- [Work request]: Summarize the abstract on synthetic biopolymer nanocomposites for tissue engineering scaffolds in two sentences.
═════ Passage for review
Synthetic biopolymer nanocomposites for tissue engineering scaffolds

Abstract

With tissue engineering we can create biological substitutes to repair or replace failing organs or tissues. Synthetic biopolymer-based nanocomposites are of interest for use in tissue engineering scaffolds due to their biocompatibility and adjustable biodegradation kinetics. The most often utilized synthetic biopolymers for three dimensional scaffolds in tissue engineering are saturated poly(α-hydroxy esters), including poly(lactic acid) (PLA), poly(glycolic acid) (PGA), poly(lactic acid-co-glycolic acid) (PLGA), and poly(ɛ-caprolactone) (PCL). To enhance the mechanical properties and cellular adhesion and proliferation, the incorporation of nanoparticles (e.g., apatite component, carbon nanostructures and metal nanoparticles) has been extensively investigated. At the same time, current research is focused on the interaction between stromal cells and biopolymer interfaces. In this review, current research trends in nanocomposite materials for tissue engineering, including strategies for fabrication of nanocomposite scaffolds with highly porous and interconnected pores are presented. The results of the in vitro cell culture analysis of the cell–scaffold interaction using the colonization of mesenchymal stem cells (MSCs) and degradation of the scaffolds in vitro are also discussed.
══════════
═════ Available data
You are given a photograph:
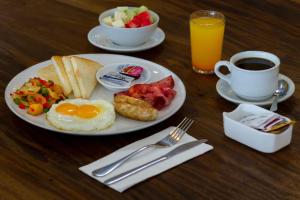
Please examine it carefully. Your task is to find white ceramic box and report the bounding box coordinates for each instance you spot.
[223,104,293,153]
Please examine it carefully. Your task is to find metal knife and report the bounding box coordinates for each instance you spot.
[103,139,207,185]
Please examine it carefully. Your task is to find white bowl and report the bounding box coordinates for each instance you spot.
[96,63,151,92]
[99,7,159,46]
[223,104,293,153]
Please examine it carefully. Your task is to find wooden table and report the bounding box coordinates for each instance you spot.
[0,0,300,200]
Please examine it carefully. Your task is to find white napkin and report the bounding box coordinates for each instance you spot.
[79,127,213,192]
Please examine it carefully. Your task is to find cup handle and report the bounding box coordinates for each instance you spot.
[215,60,231,85]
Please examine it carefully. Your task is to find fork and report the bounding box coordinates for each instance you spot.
[92,117,194,177]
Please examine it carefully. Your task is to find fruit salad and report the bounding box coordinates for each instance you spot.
[103,6,154,28]
[11,77,66,115]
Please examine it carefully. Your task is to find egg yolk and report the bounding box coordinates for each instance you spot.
[55,103,101,119]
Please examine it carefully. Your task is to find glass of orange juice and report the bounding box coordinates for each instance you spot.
[190,10,225,74]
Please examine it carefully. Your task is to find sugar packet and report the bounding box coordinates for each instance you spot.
[240,113,295,133]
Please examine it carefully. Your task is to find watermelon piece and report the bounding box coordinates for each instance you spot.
[125,11,152,28]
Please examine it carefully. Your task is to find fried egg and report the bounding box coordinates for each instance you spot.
[46,99,116,131]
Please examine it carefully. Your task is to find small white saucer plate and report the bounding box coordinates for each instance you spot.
[216,74,295,106]
[88,25,166,53]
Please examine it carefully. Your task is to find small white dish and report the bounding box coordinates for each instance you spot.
[216,74,295,106]
[223,104,293,153]
[88,26,166,53]
[96,63,151,92]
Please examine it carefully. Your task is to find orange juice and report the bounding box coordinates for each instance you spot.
[190,13,225,74]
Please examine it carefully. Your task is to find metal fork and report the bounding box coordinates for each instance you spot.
[92,117,194,177]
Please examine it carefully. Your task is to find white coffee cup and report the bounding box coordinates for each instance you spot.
[215,51,280,101]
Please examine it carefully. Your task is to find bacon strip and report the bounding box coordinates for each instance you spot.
[116,76,176,110]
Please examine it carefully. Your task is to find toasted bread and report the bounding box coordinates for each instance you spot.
[37,65,61,86]
[71,56,102,98]
[51,56,72,96]
[62,56,82,98]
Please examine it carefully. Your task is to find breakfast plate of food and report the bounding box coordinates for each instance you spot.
[5,54,186,136]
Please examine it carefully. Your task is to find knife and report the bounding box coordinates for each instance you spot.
[103,139,207,185]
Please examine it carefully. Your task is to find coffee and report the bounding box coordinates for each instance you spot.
[234,57,275,70]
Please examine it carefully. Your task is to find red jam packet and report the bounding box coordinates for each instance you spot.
══════════
- [Output of the exercise]: Synthetic biopolymer-based nanocomposites, most often made from saturated poly(α-hydroxy esters) such as PLA, PGA, PLGA and PCL, are of interest for tissue engineering scaffolds because of their biocompatibility and adjustable biodegradation kinetics, and adding nanoparticles to improve mechanical properties and cellular adhesion and proliferation has been extensively investigated. The review presents current research trends in these materials, including strategies for fabricating highly porous scaffolds with interconnected pores, and discusses in vitro results on mesenchymal stem cell colonization and scaffold degradation.